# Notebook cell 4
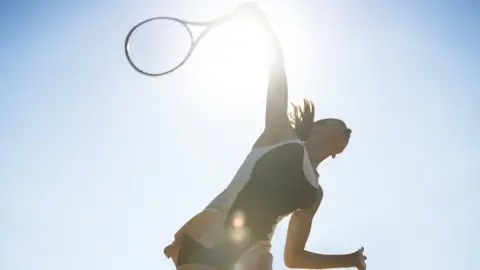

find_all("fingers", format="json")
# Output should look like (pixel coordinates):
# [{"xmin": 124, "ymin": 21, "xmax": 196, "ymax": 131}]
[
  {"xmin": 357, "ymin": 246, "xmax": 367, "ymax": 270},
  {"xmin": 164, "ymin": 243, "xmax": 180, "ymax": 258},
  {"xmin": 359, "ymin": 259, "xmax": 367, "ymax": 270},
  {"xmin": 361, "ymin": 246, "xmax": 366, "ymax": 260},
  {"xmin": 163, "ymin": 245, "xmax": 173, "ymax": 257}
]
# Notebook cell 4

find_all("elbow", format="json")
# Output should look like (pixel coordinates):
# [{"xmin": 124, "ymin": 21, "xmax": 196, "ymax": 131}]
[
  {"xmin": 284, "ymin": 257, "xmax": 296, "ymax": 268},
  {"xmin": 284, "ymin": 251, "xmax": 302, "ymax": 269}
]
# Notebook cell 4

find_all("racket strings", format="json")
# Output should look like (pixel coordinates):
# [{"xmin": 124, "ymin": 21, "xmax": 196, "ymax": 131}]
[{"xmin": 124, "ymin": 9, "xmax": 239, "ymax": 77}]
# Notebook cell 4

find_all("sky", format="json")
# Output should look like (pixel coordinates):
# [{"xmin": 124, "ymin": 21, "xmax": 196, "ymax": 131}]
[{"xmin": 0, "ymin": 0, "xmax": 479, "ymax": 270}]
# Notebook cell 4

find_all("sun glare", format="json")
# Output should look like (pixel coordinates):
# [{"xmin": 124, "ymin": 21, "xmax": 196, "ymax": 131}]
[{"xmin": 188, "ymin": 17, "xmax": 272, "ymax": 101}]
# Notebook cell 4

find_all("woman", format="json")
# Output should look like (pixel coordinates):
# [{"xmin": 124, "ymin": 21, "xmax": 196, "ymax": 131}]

#### REQUIREMENT
Print out all the material word for word but exclude any images.

#### OUTPUT FOR THIS TASK
# Notebook cell 4

find_all("fingers", format="json")
# Output should look like (pixel coordinates):
# [{"xmin": 124, "ymin": 21, "xmax": 196, "ymax": 131}]
[
  {"xmin": 357, "ymin": 246, "xmax": 367, "ymax": 270},
  {"xmin": 164, "ymin": 243, "xmax": 180, "ymax": 258},
  {"xmin": 359, "ymin": 259, "xmax": 367, "ymax": 270},
  {"xmin": 361, "ymin": 246, "xmax": 366, "ymax": 260},
  {"xmin": 163, "ymin": 245, "xmax": 173, "ymax": 257}
]
# Notebook cell 4

find_all("elbow", format="json")
# Output should look like (pixel coordinates):
# [{"xmin": 124, "ymin": 21, "xmax": 196, "ymax": 131}]
[
  {"xmin": 284, "ymin": 257, "xmax": 296, "ymax": 268},
  {"xmin": 284, "ymin": 251, "xmax": 302, "ymax": 269}
]
# Notebook cell 4

find_all("racket strings", format="json")
# Output should look like (pixel coordinates):
# [{"xmin": 124, "ymin": 21, "xmax": 196, "ymax": 131}]
[{"xmin": 124, "ymin": 9, "xmax": 239, "ymax": 77}]
# Notebook cell 4

find_all("sky", format="json")
# Output should look like (pixel coordinates):
# [{"xmin": 124, "ymin": 21, "xmax": 196, "ymax": 131}]
[{"xmin": 0, "ymin": 0, "xmax": 479, "ymax": 270}]
# Notebook cell 4

find_all("sun glare", format="json")
# Output should look like (pixel coordinates):
# [{"xmin": 124, "ymin": 21, "xmax": 196, "ymax": 131}]
[{"xmin": 188, "ymin": 17, "xmax": 272, "ymax": 101}]
# Notebook cell 4

find_all("woman", format="json")
# Output should look like (pixel coordinates):
# [{"xmin": 124, "ymin": 21, "xmax": 196, "ymax": 131}]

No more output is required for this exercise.